[Stored data]
* * *

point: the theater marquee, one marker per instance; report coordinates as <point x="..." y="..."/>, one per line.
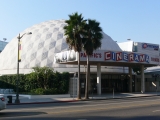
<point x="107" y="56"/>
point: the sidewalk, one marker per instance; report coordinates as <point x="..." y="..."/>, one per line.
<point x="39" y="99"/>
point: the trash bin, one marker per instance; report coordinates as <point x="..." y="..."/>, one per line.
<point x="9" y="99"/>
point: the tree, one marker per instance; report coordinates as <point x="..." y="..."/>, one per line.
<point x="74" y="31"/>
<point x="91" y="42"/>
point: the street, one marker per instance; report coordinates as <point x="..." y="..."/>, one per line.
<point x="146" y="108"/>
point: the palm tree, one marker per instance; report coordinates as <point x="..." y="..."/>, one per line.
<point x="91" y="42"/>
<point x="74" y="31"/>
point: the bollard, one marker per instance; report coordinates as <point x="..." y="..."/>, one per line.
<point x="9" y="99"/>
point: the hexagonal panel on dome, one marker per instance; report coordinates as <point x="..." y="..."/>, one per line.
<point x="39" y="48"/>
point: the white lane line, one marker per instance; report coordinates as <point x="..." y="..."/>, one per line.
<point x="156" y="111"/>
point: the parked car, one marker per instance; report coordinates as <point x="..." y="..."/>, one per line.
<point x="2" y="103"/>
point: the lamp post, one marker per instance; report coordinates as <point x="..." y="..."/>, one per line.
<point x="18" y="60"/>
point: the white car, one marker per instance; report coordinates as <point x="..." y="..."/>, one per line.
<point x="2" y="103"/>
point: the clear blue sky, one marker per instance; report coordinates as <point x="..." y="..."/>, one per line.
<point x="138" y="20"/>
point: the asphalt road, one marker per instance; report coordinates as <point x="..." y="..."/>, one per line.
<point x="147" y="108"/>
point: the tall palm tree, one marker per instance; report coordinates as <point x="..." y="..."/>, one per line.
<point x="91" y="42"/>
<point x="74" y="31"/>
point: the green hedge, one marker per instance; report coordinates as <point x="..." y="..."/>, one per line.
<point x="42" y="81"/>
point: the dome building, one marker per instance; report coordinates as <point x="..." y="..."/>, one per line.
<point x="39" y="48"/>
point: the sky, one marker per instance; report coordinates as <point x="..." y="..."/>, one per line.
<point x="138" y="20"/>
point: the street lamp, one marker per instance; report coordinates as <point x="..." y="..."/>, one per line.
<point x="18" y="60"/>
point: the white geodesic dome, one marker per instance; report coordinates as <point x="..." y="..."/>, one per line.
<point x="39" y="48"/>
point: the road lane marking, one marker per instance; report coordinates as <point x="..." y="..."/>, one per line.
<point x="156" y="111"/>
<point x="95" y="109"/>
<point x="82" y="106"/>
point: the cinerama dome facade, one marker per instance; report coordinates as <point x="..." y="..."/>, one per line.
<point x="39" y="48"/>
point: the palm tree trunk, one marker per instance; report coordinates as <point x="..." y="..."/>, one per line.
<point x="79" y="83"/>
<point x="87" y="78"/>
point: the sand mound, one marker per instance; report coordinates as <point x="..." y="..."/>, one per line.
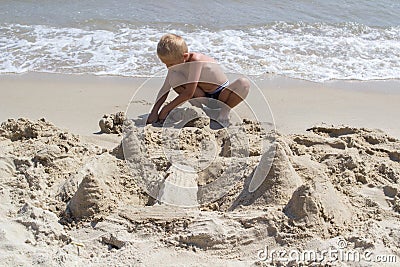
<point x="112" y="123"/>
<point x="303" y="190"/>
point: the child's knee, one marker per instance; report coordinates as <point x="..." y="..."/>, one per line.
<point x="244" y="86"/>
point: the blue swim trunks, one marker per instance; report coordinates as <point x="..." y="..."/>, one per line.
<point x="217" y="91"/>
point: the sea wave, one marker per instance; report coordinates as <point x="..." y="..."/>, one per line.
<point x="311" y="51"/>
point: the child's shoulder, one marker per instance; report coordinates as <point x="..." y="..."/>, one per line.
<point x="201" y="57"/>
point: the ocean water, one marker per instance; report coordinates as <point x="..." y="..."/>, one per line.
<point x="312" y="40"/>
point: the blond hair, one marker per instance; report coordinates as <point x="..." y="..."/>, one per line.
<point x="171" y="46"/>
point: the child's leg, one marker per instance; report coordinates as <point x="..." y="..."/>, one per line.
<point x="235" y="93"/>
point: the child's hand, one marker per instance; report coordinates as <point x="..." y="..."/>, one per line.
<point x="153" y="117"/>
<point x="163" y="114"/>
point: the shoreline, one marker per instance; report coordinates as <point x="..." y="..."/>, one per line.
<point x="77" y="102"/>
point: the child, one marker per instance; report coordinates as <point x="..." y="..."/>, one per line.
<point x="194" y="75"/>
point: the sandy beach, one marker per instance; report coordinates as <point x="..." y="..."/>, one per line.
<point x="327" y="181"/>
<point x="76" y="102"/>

* * *

WHAT THE TASK ASKS: For each entry above, write it out again exactly but leave out any picture.

SOLUTION TO THE PROBLEM:
point: the theater marquee, one marker per instance; report coordinates as <point x="..." y="..."/>, one per line.
<point x="107" y="56"/>
point: the sidewalk, one marker per instance; report coordinates as <point x="..." y="..."/>, one per line.
<point x="39" y="99"/>
point: the trash bin, one marker per instance; report coordinates as <point x="..." y="..."/>, one per line.
<point x="9" y="99"/>
point: the tree, one marker per instance; report coordinates as <point x="..." y="..."/>, one per line.
<point x="74" y="31"/>
<point x="91" y="42"/>
point: the street, one marker per instance; report coordinates as <point x="..." y="..."/>, one per line.
<point x="146" y="108"/>
point: the palm tree, one marker per instance; report coordinates as <point x="..." y="..."/>, one per line.
<point x="91" y="42"/>
<point x="74" y="31"/>
point: the bollard, one marker per instance; report coordinates as <point x="..." y="..."/>, one per line.
<point x="9" y="99"/>
point: the hexagonal panel on dome, one marker per instance; report coordinates as <point x="..." y="..."/>, one per line.
<point x="39" y="48"/>
point: the white lane line, one marker per instance; report coordinates as <point x="..." y="..."/>, one per line.
<point x="156" y="111"/>
point: the parked car, one marker per instance; report coordinates as <point x="..." y="..."/>, one per line.
<point x="2" y="103"/>
point: the lamp post, one marker per instance; report coordinates as <point x="..." y="..."/>, one per line.
<point x="18" y="60"/>
point: the white car, one marker per instance; report coordinates as <point x="..." y="..."/>, one per line.
<point x="2" y="103"/>
point: the clear blue sky, one marker per instance; report coordinates as <point x="..." y="..."/>, one per line.
<point x="138" y="20"/>
point: the asphalt road, one marker per instance; report coordinates as <point x="..." y="..."/>, one per line.
<point x="147" y="108"/>
point: the tall palm tree, one marker per instance; report coordinates as <point x="..." y="..."/>, one per line.
<point x="91" y="42"/>
<point x="74" y="31"/>
point: the green hedge, one marker per instance; report coordinates as <point x="..." y="..."/>, one per line.
<point x="42" y="81"/>
point: the dome building, one marker per instance; report coordinates as <point x="..." y="..."/>, one per line.
<point x="39" y="48"/>
point: the sky, one marker per instance; report coordinates as <point x="..." y="..."/>, one per line.
<point x="138" y="20"/>
point: the street lamp, one marker per instance; report coordinates as <point x="..." y="..."/>, one per line.
<point x="18" y="60"/>
point: the white geodesic dome, one marker per instance; report coordinates as <point x="..." y="..."/>, one per line.
<point x="39" y="48"/>
point: the road lane marking, one marker per instance; report coordinates as <point x="..." y="..."/>, one per line.
<point x="156" y="111"/>
<point x="95" y="109"/>
<point x="82" y="106"/>
point: the cinerama dome facade, one marker per instance; report coordinates as <point x="..." y="..."/>, one per line.
<point x="39" y="48"/>
point: the palm tree trunk, one marker per instance; report coordinates as <point x="..." y="..."/>, one per line.
<point x="79" y="83"/>
<point x="87" y="78"/>
point: the sand mound, one marker per instance; report coordinates as <point x="..." y="..."/>, one per line.
<point x="112" y="123"/>
<point x="303" y="190"/>
point: the child's knee, one marker per instance; report coordinates as <point x="..." y="..."/>, one per line.
<point x="244" y="86"/>
point: the blue swim trunks, one marker per instance; report coordinates as <point x="..." y="..."/>, one per line.
<point x="217" y="91"/>
point: the sea wave, one marker per instance; report coordinates as <point x="..." y="..."/>, one per line.
<point x="311" y="51"/>
point: the child's shoulder, one marker per instance; report coordinates as <point x="..." y="..."/>, one per line.
<point x="201" y="57"/>
point: the ocean water, one marker per instance; report coordinates as <point x="..." y="..."/>, one per line.
<point x="312" y="40"/>
point: the blond hair, one marker per instance; report coordinates as <point x="..." y="..."/>, one per line.
<point x="171" y="46"/>
point: the child's leg, one marker per instance; report coordinates as <point x="..." y="..."/>, one per line.
<point x="235" y="93"/>
point: the child's hand, one marker per instance; report coordinates as <point x="..." y="..."/>, one per line.
<point x="153" y="117"/>
<point x="163" y="114"/>
point: the shoreline, one marker per instance; report coordinates as <point x="..." y="..."/>, one per line.
<point x="77" y="102"/>
point: the child, one marker per instance; report coordinates as <point x="..." y="..."/>, one per line.
<point x="194" y="75"/>
point: the sandy beach, one marker per instance; report coordinates as <point x="..." y="..."/>, one per line.
<point x="327" y="181"/>
<point x="76" y="102"/>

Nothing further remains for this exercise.